§ **Set exercise a**:
Count the lines of the records that contain the string "sign", treating uppercase and lowercase as different. Give only the number.

RE: Juniper equivalent of Cisco's BGP Conditional Advertisements

From: HHH (jnciecert@yahoo.com)
Date: Thu May 02 2002 - 10:01:02 EDT


Your right..im out of it this morning..i though it
said receive, which wouldn't make sense anyways...

--- Avram Dorfman <avram@juniper.net> wrote:
> That's what the "resolve" keyword is for. It allows
> the next-hop to be
> resolved through the routing table. It's called a
> recursive static
> route. Some other brands call it a "floating"
> static. It's available as
> of 5.2.
>
> -Avram
>
> -----Original Message-----
> From: HHH
> To: Bruce Cole; Eric Mellott
> Cc: juniper-nsp@puck.nether.net; Bruce Cole
> Sent: 5/2/2002 6:08 AM
> Subject: Re: Juniper equivalent of Cisco's BGP
> Conditional
> Advertisements
>
> next-hop address needs to be directly connected to
> the
> router with a static route to be active, and policy
> only evaluates active routes.
>
> --- Bruce Cole <cole@juniper.net> wrote:
> > > Does anyone know if and how Juniper implements
> > something similar to Cisco's
> > > BGP Conditional Advertisements. Cisco's
> > Conditional advertisement is
> > > useful in a multihomed network, in which some
> > prefixes are to be advertised
> > > to one of the providers, only if information
> from
> > the other provider is
> > > missing. This condition would indicate a failure
> > in the peering session, or
> > > partial reachability. So, basically routes are
> > advertised only if other
> > > routes disappear from table.
> >
> > I didn't see an actual answer to this question so
> > let me try.
> >
> > I don't know of anything in our routing policy
> that
> > would provide
> > the exact same functionality as cisco's
> conditional
> > advertisement.
> > However you may be able to achieve what you are
> > looking for by
> > using static routes with the resolve keyword.

§ **Set exercise b**:
Extend the mailing-list message on Juniper BGP conditional advertisements, continuing from its final line.

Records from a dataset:
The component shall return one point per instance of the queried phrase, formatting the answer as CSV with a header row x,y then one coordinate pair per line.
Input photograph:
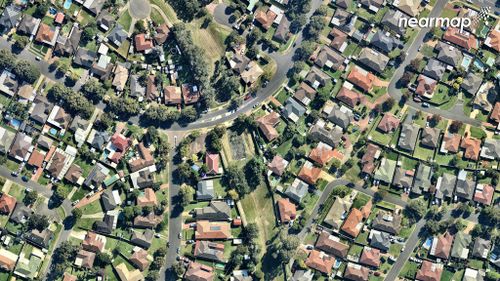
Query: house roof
x,y
309,173
320,261
267,124
199,272
207,230
353,223
430,271
332,245
287,210
370,257
462,38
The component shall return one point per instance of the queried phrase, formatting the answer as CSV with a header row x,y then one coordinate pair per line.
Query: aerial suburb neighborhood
x,y
241,140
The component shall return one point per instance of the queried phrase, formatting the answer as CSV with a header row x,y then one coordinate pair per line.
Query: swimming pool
x,y
67,4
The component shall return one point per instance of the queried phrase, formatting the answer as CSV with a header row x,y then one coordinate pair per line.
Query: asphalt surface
x,y
457,112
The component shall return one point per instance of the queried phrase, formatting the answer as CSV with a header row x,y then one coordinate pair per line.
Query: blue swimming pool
x,y
67,4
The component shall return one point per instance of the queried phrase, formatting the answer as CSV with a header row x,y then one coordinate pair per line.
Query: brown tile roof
x,y
472,148
173,94
451,142
36,159
350,97
265,18
287,210
332,245
207,230
277,166
430,271
353,223
321,155
309,174
389,123
320,261
370,257
148,198
199,272
463,39
360,79
93,242
267,123
7,203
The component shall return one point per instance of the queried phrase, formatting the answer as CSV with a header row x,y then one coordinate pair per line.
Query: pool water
x,y
67,4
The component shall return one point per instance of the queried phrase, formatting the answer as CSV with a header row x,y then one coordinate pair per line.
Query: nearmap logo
x,y
423,22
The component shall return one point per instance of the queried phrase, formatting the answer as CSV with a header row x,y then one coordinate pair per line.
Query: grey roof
x,y
331,137
408,137
341,116
380,240
391,20
449,54
84,57
471,83
216,211
481,248
445,185
298,191
10,17
422,179
373,59
465,187
430,137
435,69
384,42
293,107
402,178
205,190
117,36
491,149
282,33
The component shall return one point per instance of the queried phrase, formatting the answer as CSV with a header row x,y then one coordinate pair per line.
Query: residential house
x,y
441,246
309,173
208,230
209,251
356,272
297,190
278,165
142,239
320,261
460,249
21,147
430,271
361,78
370,257
215,211
385,171
332,245
293,110
205,190
338,212
461,38
435,69
287,210
305,94
373,59
267,124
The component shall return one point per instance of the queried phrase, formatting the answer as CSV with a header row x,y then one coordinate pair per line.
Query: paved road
x,y
456,113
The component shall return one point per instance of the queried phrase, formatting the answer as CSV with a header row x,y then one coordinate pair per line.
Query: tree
x,y
186,193
26,71
37,221
416,209
76,213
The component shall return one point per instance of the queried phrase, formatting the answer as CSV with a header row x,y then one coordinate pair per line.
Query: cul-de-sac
x,y
242,140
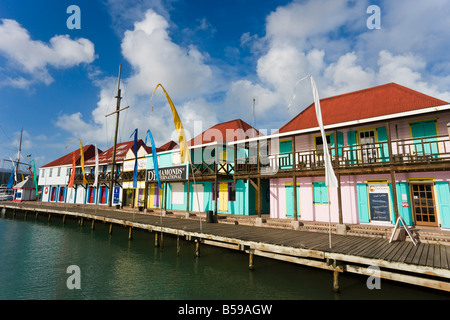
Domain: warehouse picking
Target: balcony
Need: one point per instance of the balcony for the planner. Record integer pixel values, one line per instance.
(406, 154)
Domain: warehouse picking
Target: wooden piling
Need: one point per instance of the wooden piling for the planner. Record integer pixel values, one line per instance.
(156, 239)
(335, 281)
(197, 248)
(251, 262)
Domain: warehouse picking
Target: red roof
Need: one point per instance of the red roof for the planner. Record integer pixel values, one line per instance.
(233, 130)
(121, 151)
(88, 151)
(372, 102)
(167, 146)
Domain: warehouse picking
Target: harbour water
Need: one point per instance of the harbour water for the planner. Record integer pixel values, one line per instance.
(35, 256)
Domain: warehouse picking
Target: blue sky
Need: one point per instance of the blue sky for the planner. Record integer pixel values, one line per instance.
(212, 57)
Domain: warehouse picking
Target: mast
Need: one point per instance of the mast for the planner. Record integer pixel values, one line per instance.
(18, 154)
(113, 165)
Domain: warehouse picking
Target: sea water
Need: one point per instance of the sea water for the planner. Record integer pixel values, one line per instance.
(37, 258)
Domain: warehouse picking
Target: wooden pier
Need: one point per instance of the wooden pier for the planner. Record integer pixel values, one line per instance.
(424, 264)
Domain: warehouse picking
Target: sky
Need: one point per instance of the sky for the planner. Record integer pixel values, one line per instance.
(214, 58)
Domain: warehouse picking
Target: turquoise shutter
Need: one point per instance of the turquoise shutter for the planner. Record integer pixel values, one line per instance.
(404, 212)
(425, 129)
(286, 161)
(443, 195)
(340, 140)
(363, 206)
(384, 149)
(351, 141)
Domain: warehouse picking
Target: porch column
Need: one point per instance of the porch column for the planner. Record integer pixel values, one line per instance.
(393, 179)
(295, 198)
(187, 193)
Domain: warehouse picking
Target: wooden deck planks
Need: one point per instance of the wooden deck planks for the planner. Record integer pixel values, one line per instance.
(431, 255)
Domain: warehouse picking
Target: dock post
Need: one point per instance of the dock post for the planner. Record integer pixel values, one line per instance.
(197, 248)
(335, 281)
(251, 262)
(156, 239)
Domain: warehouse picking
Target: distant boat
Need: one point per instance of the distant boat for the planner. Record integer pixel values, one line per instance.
(6, 194)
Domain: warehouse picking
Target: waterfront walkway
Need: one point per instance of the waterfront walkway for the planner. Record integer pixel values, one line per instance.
(424, 264)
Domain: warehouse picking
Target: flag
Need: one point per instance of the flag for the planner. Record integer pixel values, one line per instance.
(155, 157)
(35, 178)
(82, 162)
(184, 150)
(330, 177)
(96, 167)
(72, 175)
(135, 158)
(11, 177)
(81, 159)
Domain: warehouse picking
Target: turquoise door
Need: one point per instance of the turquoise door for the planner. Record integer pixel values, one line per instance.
(290, 201)
(443, 197)
(423, 129)
(285, 161)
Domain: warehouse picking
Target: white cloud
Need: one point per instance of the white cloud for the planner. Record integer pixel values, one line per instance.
(33, 57)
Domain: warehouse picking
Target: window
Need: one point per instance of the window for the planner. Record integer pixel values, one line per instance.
(369, 150)
(320, 193)
(231, 191)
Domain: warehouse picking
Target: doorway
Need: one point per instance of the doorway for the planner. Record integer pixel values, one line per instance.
(424, 204)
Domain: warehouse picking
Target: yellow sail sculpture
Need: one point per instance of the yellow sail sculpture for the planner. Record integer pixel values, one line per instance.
(81, 159)
(184, 150)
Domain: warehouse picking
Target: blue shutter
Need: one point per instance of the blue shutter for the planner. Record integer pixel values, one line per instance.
(363, 206)
(443, 197)
(351, 141)
(384, 148)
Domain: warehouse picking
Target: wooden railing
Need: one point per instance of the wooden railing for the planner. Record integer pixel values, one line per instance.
(405, 151)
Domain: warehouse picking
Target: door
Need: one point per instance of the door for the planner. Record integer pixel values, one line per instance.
(423, 129)
(223, 197)
(424, 204)
(196, 202)
(290, 200)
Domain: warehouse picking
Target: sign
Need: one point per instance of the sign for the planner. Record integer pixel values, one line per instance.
(175, 173)
(116, 195)
(379, 202)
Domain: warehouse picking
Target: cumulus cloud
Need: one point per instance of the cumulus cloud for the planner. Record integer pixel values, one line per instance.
(33, 57)
(155, 58)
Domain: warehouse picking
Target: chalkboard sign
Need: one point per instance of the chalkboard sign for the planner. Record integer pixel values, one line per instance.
(379, 206)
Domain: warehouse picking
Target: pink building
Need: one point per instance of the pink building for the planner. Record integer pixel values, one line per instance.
(375, 137)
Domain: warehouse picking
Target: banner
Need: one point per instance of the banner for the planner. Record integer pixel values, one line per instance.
(135, 158)
(155, 157)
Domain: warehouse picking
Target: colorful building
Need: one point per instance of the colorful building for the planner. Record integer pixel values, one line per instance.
(389, 147)
(207, 183)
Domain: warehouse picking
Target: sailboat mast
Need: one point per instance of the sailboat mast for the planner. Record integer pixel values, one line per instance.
(18, 154)
(113, 165)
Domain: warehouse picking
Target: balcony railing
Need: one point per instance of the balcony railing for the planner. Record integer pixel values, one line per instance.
(406, 151)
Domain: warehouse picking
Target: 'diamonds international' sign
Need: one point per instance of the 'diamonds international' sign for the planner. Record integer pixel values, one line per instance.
(175, 173)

§ **Exercise result a**:
6

§ **Exercise result b**:
> > For example, if the prefix you wish to advertise
> is
> > 3/8 you
> > could configure:
> >
> > routing-options {
> > static {
> > route 3.0.0.0/8 {
> > next-hop x.x.x.x;
> > resolve;
> > }
> > }
> > }
> >
> >
> > where x.x.x.x is an IP address that is chosen out
> of
> > the address space
> > that is advertised by one of the two providers.
> > (Perhaps x.x.x.x is
> > an address from your link to the provider, or
> maybe
> > it is a more
> > specific than one of the prefixes you expect to
> > learn from this
> > provider.)
> >
> > Lets assume that you also learn of 3/8 via BGP,
> and
> > export that
> > prefix to the backup provider via the policy:
> >
> > from {
> > protocol bgp;
> > route-filter 3.0.0.0/8 exact;
> > }
> > then accept;
> >
> > When the static route is active, you'll wind up
> not
> > advertising the
> > prefix since the protocol match fails. When the
> > x.x.x.x address
> > is missing, the static route goes inactive, and
> you
> > advertise 3/8
> > due to the protocol matching.
> >
> > Depending upon what you want in your RIB and FIB,
> > you might want
> > to get more complicated, perhaps writing an export
> > policy that matches
> > on the next-hop instead.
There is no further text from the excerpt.